О том же сообщал Дмитрий Григорович:

«Какое бы мнение ни высказывалось и чем авторитетнее казался ему собеседник, тем настойчивее подзадоривало его высказать противоположное и начать резаться на словах. Глядя, как он прислушивался, как всматривался в собеседника из глубины серых, глубоко запрятанных глаз и как иронически сжимались его губы, он как бы заранее обдумывал не прямой ответ, но такое мнение, которое должно было озадачить, сразить своею неожиданностью собеседника. Таким представлялся мне Толстой в молодости. В спорах он доходил иногда до крайностей».

◆ ЧТО ТРЕБУЕТСЯ ◆
Повторите дословно весь приведенный выше фрагмент о молодом Толстом, ничего не меняя.

◆ ФРАГМЕНТ ДАННЫХ ◆
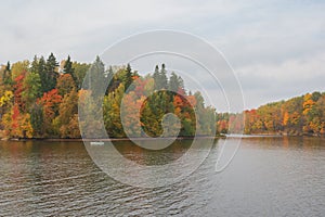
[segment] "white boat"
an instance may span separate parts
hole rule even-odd
[[[104,142],[96,141],[96,142],[90,142],[91,145],[103,145],[105,144]]]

◆ ВЫПОЛНЕННОЕ ЗАДАНИЕ ◆
О том же сообщал Дмитрий Григорович:

«Какое бы мнение ни высказывалось и чем авторитетнее казался ему собеседник, тем настойчивее подзадоривало его высказать противоположное и начать резаться на словах. Глядя, как он прислушивался, как всматривался в собеседника из глубины серых, глубоко запрятанных глаз и как иронически сжимались его губы, он как бы заранее обдумывал не прямой ответ, но такое мнение, которое должно было озадачить, сразить своею неожиданностью собеседника. Таким представлялся мне Толстой в молодости. В спорах он доходил иногда до крайностей».